**WHAT TO WORK ON:**
Rewrite the lines below, replacing "dark suit" with "navy suit" and leaving everything else the same.

**GIVEN RECORDS:**
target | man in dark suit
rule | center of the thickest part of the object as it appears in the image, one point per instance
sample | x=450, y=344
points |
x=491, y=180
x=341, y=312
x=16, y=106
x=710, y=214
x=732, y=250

**RESULT FOR THIS EXERCISE:**
target | man in navy suit
rule | center of the thickest part of the object as it appears in the image, one point per instance
sample | x=450, y=344
points |
x=491, y=180
x=341, y=312
x=16, y=106
x=710, y=214
x=732, y=250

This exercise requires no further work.